BEGIN RECORDS FOR THE EXERCISE

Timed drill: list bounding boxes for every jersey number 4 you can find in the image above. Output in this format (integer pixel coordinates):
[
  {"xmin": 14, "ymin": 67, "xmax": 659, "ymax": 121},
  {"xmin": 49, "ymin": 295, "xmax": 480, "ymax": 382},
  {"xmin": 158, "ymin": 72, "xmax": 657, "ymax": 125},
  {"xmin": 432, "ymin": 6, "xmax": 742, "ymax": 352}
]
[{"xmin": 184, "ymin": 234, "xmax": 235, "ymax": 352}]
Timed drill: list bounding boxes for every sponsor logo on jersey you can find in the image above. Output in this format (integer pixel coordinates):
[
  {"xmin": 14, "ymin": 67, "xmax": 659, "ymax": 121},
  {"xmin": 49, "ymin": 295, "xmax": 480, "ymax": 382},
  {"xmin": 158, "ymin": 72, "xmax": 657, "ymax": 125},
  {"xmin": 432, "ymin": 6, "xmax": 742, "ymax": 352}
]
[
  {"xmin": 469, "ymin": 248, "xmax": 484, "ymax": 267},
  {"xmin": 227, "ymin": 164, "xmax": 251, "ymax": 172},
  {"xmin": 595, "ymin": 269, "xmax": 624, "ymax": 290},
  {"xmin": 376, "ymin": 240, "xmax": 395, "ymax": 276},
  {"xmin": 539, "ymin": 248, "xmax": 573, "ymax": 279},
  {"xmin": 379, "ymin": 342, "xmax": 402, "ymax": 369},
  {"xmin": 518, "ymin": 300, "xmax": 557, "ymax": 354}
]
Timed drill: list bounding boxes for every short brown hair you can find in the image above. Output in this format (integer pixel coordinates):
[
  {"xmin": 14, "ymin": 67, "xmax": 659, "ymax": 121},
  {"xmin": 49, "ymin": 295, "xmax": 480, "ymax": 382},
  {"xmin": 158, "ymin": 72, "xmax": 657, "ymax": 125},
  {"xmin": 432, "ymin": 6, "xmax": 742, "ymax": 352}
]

END RECORDS FOR THE EXERCISE

> WHAT TO WORK ON
Please print the lines above without any change, starting at the line that contains "Timed drill: list bounding boxes for every short" and continuing through the final line, with both of those lines included.

> OUTPUT BELOW
Timed drill: list bounding boxes for every short brown hair you can find in the image above. Output in this format (integer pixel coordinates):
[
  {"xmin": 14, "ymin": 67, "xmax": 659, "ymax": 121},
  {"xmin": 49, "ymin": 295, "xmax": 480, "ymax": 382},
  {"xmin": 158, "ymin": 72, "xmax": 657, "ymax": 125},
  {"xmin": 432, "ymin": 6, "xmax": 742, "ymax": 352}
]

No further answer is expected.